■ **Instructions to follow**
Go through the records below and return each line that has "billboard" in it.

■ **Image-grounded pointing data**
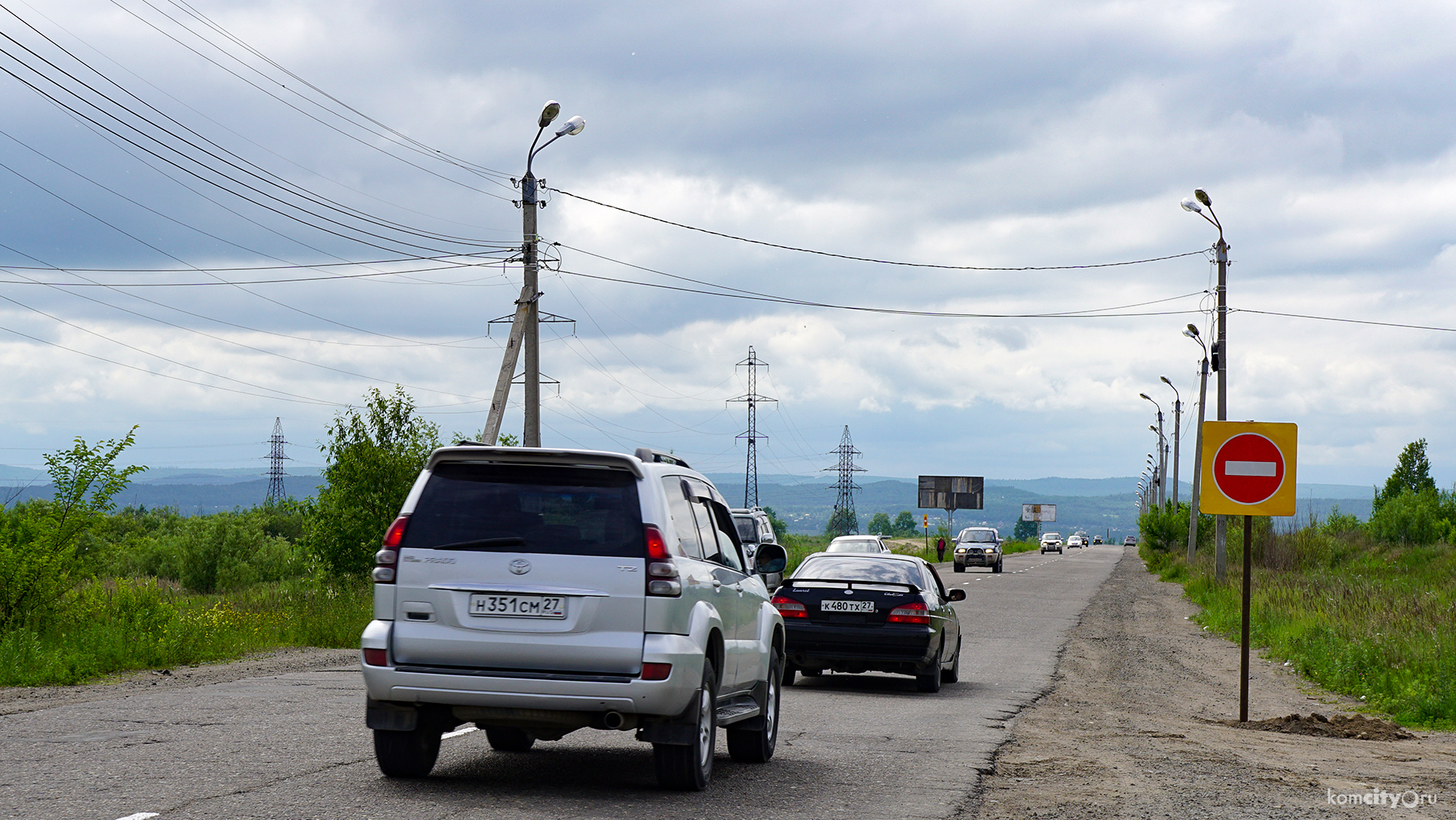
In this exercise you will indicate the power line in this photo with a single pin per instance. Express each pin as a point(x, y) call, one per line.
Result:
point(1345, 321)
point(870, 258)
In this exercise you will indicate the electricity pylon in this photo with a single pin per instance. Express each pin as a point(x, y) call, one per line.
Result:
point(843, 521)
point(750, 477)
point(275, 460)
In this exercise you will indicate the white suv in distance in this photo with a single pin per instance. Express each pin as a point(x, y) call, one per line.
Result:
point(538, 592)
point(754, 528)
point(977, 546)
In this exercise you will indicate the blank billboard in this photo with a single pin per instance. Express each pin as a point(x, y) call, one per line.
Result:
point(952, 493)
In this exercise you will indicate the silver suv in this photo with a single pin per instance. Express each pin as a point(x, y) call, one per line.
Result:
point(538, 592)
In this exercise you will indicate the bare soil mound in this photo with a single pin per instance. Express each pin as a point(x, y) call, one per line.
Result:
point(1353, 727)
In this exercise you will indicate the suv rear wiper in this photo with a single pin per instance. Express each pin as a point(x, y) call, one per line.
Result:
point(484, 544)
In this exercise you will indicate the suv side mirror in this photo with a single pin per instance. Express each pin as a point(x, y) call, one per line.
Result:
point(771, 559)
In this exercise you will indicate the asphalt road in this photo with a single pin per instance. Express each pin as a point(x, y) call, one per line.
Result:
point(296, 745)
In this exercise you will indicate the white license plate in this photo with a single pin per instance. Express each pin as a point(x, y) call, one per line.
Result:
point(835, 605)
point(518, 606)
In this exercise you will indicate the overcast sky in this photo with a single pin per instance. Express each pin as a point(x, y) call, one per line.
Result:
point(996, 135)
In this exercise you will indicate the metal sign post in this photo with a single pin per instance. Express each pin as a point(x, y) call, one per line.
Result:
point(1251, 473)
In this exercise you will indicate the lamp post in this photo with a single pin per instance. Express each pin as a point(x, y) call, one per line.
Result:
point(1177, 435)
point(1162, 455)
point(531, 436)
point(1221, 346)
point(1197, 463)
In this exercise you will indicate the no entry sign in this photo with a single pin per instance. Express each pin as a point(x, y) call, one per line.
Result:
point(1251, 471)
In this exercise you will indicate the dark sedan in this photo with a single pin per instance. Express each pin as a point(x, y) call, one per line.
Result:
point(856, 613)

==

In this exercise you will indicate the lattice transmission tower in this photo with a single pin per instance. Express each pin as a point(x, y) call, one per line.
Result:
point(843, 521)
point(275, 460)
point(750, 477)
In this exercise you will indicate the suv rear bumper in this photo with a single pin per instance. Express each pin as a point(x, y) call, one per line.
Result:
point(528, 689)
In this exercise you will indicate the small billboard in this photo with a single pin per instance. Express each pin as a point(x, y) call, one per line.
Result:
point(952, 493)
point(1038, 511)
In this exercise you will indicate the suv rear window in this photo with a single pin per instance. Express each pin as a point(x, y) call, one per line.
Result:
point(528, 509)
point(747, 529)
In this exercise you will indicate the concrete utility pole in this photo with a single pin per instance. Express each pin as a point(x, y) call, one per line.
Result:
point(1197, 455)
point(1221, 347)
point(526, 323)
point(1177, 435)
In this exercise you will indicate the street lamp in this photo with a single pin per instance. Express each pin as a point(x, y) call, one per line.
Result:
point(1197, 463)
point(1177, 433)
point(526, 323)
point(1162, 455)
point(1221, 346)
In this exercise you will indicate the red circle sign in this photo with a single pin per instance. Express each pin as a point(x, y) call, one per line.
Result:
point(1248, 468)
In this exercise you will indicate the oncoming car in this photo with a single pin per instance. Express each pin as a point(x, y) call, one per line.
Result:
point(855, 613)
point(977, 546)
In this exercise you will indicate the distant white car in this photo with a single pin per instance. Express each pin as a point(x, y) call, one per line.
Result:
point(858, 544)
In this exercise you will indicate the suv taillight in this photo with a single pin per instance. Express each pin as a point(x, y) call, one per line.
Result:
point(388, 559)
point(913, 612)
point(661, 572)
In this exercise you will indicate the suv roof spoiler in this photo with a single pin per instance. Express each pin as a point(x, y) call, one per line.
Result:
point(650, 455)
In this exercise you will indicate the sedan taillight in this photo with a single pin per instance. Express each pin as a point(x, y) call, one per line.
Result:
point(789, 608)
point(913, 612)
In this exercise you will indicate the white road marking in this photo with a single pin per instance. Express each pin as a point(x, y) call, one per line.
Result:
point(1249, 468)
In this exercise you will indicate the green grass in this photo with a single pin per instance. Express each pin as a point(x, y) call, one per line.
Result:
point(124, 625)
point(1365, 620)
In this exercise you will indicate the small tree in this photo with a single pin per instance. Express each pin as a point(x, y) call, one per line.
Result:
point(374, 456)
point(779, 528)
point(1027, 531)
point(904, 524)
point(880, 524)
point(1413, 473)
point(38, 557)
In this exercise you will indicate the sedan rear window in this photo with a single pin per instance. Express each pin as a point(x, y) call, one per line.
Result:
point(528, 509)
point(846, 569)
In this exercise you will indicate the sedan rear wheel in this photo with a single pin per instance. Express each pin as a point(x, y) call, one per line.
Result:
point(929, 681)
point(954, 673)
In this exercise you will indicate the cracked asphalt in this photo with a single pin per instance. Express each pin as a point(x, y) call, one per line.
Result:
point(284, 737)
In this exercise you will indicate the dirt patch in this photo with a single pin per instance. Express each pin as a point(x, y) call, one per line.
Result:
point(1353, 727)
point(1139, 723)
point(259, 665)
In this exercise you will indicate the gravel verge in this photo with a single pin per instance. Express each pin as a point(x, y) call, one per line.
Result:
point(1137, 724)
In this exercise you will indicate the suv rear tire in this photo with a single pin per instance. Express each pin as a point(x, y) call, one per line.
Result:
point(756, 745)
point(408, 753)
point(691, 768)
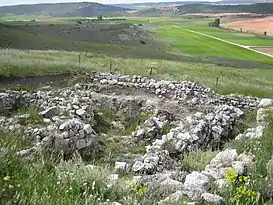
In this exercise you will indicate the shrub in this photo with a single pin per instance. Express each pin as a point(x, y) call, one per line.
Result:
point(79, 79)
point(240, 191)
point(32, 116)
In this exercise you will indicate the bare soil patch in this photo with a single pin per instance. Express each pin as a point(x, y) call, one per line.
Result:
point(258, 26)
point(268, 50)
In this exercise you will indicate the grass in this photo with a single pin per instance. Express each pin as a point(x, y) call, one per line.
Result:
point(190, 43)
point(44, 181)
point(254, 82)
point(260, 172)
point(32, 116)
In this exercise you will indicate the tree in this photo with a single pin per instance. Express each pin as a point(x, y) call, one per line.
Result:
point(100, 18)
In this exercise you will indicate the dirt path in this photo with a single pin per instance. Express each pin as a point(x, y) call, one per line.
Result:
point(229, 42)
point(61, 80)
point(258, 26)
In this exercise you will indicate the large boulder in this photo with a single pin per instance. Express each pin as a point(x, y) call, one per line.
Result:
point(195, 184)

■ **Expected answer**
In this exercise you will indicate the blank billboard in this photo with a single pin per instance. Express each pin as a point(x, y) call, one per line.
In this exercise you will indicate the small billboard in this photo with a single pin per instance. Express each pin as a point(x, y) call, one per line.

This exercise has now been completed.